Al leer detenidamente el famoso relato del “árbol del bien y del mal” (Gn 2,15-17) no es exagerado concluir que el primer “tentador” del hombre es el mismo Dios. Queriendo ser pedagógico con su creatura, “le induce a la tentación” de tres maneras:
- Le hace consciente de los límites de su persona y de su tarea. No es divino ni omnipotente sino contingente y frágil.
- Le somete a la prescripción “No comerás”, en forma de prohibición. Ésta le preserva al hombre de dar un paso equivocado, pero habrá de aceptar que en lo sucesivo es un ser tutelado por la ley moral.
- Le señala la sanción “…Morirás”. La responsabilidad del hombre, aunque no absoluta, puede llegar hasta hacer fracasar el plan de Dios a fuerza de cometer errores.
Hasta este momento, todo era gozo y felicidad en su relación con Dios y con el cosmos (según la imagen del paraíso). Pero Dios da un paso al frente y propone a la pareja fundadora un “juego” hasta entonces desconocido: la prueba del árbol prohibido. No es un signo de desconfianza de Dios para con sus creaturas sino una invitación a progresar en su autoconocimiento. Dios les propone el estreno real de un régimen de libertad, en el que hay que elegir entre distintos caminos de realización. A Adán y Eva no se les veta el conocimiento del bien y del mal. Pero éste es exclusivo de Dios y de él lo han de recibir con obediencia y gratitud. Si se lo arrebatan por las bravas, este conocimiento será mortífero. A pesar de todas las cautelas y advertencias, Dios, respetuoso del gran bien de la libertad, no podrá impedir que un camino alternativo se abra a los ojos de Adán y Eva, el de la transgresión.
Sentadas estas premisas, Adán y Eva podían haber perdido la inocencia y dado el paso sin necesidad de “la serpiente”. Cometida la transgresión, se abre una “historia de autocondena y de muerte”, contraria al proyecto del Creador. Comienza el imperio del mal. Cada pecado incita al siguiente y le hace más fuerte, más dueño de nuestra libertad. Sin una nueva “recreación” por parte de Dios, la obra encomendada a la humanidad regresará hacia atrás, hacia el caos primigenio. Tras el pecado, Adán y Eva transforman las relaciones amorosas en esclavitud mutua y el "paraíso" da paso a un mundo inhóspito donde se experimentan nuevos y desconocidos sufrimientos (Gn 3 y 4).

▬▬▬▬▬▬

▶ _CONSIGNAS_:
1 > ¿De cuántas maneras induce Dios al hombre a la tentación en el texto sobre el árbol del bien y del mal?
2 > Localice en el listado todas las líneas que contengan la palabra "thatched" y transcríbalas.
El listado no guarda relación alguna con el texto sobre el árbol del bien y del mal.

▶ _DATOS SIN PROCESAR_:
▬▬▬▬▬▬

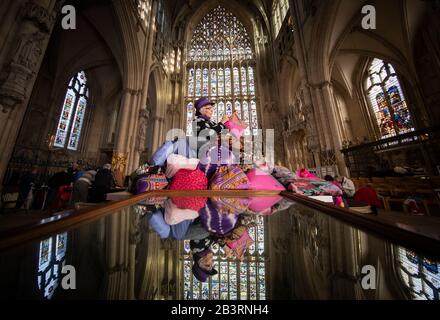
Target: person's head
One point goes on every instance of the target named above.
(203, 266)
(204, 107)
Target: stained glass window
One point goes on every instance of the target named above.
(245, 280)
(220, 54)
(72, 115)
(387, 100)
(279, 12)
(50, 264)
(144, 11)
(420, 275)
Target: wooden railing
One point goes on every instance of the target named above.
(359, 157)
(408, 237)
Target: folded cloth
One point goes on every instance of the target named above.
(309, 187)
(175, 162)
(261, 205)
(174, 215)
(260, 180)
(192, 203)
(229, 178)
(215, 222)
(157, 222)
(189, 180)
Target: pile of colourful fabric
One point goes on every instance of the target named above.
(174, 166)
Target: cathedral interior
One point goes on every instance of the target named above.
(343, 89)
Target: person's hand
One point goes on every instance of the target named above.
(224, 119)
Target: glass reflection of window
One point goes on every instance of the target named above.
(420, 275)
(279, 12)
(72, 115)
(50, 264)
(235, 280)
(220, 54)
(387, 100)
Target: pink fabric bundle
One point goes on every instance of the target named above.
(176, 162)
(229, 178)
(189, 180)
(235, 126)
(262, 205)
(174, 215)
(260, 180)
(303, 173)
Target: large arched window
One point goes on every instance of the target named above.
(221, 65)
(420, 275)
(387, 100)
(235, 280)
(73, 112)
(52, 256)
(279, 12)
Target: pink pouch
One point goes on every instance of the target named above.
(261, 204)
(229, 178)
(260, 180)
(303, 173)
(235, 126)
(176, 162)
(240, 245)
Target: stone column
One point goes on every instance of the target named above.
(120, 154)
(142, 103)
(35, 24)
(312, 137)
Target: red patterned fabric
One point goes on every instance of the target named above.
(189, 180)
(229, 178)
(192, 203)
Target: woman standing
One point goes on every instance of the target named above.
(207, 129)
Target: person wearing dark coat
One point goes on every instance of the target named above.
(25, 186)
(205, 128)
(104, 181)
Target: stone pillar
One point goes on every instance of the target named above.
(120, 154)
(34, 26)
(312, 123)
(142, 103)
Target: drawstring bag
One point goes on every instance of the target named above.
(260, 180)
(229, 178)
(189, 180)
(230, 205)
(239, 242)
(236, 126)
(176, 162)
(151, 182)
(192, 203)
(160, 156)
(213, 158)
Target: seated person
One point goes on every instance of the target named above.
(203, 259)
(369, 196)
(347, 186)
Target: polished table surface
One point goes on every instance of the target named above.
(302, 249)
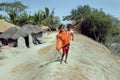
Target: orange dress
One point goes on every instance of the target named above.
(62, 39)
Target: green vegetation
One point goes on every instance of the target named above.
(17, 15)
(96, 24)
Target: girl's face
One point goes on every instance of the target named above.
(62, 28)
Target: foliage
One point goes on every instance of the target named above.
(93, 22)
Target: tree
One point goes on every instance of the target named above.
(14, 10)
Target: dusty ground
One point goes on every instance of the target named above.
(88, 60)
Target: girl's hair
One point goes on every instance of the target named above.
(69, 25)
(61, 26)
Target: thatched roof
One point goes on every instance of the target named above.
(44, 27)
(5, 25)
(9, 33)
(26, 30)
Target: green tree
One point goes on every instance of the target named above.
(14, 10)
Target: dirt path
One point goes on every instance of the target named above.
(88, 60)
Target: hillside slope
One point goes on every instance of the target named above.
(88, 60)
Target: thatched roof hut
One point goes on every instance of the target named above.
(44, 27)
(26, 30)
(5, 25)
(9, 33)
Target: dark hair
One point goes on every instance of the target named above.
(61, 26)
(69, 25)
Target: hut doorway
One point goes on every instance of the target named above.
(27, 41)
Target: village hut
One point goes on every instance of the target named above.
(30, 34)
(46, 30)
(5, 25)
(6, 37)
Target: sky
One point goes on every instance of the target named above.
(64, 7)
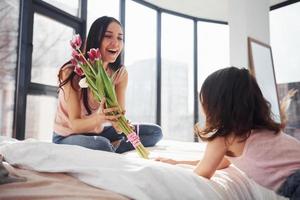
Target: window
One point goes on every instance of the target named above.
(285, 42)
(177, 94)
(98, 8)
(40, 113)
(140, 61)
(9, 26)
(70, 6)
(51, 49)
(213, 52)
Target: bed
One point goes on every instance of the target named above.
(71, 172)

▬▬▬▬▬▬

▶ _RESULTADOS POR TAREA_:
1 > De tres maneras.

2 >
Target: thatched roof
Target: thatched roof hut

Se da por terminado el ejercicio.